Short exercise A
List every color that the text about the Social Nationalist Party – Yemen gives as the party's colors.

Text
##########
- Abbreviation: SNPY
- Leader: Abdul Aziz al-Bakir
- Founded: 3 February 1997
- Ideology: Yemeni nationalism Anti-Zionism Anti-Americanism
- Political position: Syncretic
- Colours: Black Red White
- House of Representatives: 0 / 301

= Social Nationalist Party – Yemen =

Yemeni nationalist political party

The Social Nationalist Party – Yemen (الحزب القومي الاجتماعي - اليمن, al-Ḥizb al-Qawamī al-Ijtimā'ī - al-Yaman), is a Yemeni nationalist political party in Yemen. The party got its accreditation on 3 February 1997, its leader since then is Abdul Aziz al-Bakir.
The party fiercely opposes the Saudi Arabian–led intervention in Yemen and underlines the territorial integrity as well as the history of Yemen which goes back thousands of years and which it claims reinforces the distinct Yemeni national identity.

The SNPY frequently condemns an "American-Zionist alliance", which it considers Saudi Arabia a part of, accuses it of trying to destroy Yemen and supports the former Syrian Government.
##########
Data listing
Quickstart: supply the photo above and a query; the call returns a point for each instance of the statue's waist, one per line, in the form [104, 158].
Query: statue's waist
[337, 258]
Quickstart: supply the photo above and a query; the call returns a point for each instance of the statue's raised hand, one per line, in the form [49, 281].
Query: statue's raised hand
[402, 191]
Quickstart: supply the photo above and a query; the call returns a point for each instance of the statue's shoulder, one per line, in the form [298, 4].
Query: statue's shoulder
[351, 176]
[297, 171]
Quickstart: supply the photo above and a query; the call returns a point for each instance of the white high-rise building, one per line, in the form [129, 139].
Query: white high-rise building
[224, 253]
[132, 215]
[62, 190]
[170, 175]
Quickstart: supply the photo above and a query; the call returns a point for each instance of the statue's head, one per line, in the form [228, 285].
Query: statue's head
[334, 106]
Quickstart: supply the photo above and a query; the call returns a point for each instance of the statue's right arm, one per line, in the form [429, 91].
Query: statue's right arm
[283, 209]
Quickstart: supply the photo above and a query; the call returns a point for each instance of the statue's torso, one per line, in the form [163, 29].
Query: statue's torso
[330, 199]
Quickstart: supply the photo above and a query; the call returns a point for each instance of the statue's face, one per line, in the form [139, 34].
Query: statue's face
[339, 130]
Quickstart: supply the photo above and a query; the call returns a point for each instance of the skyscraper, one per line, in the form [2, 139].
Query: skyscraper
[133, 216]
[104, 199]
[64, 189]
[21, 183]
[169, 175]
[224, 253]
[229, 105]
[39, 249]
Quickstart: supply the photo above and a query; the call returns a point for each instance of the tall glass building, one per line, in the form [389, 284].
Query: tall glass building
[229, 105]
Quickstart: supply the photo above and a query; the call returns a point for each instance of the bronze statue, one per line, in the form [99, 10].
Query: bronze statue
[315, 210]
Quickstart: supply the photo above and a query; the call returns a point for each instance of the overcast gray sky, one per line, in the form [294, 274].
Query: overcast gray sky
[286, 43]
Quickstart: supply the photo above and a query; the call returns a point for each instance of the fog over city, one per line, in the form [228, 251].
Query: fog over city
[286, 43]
##########
Short exercise B
Rewrite the entries from the line containing "form [99, 10]." down to the end of the entries, with "bronze statue" changed to "metal statue" and nothing else altered. Return only those lines.

Exercise result A
Black, Red, White

Exercise result B
Quickstart: supply the photo above and a query; the call returns a point for each instance of the metal statue, one per line, in the form [99, 10].
Query: metal statue
[315, 210]
Quickstart: supply the photo above and a query; the call returns a point for each instance of the overcast gray sky, one per line, in the form [294, 274].
Query: overcast gray sky
[286, 43]
Quickstart: supply the photo above and a query; the call returns a point for each instance of the fog over city, one per line, in the form [228, 251].
Query: fog over city
[286, 43]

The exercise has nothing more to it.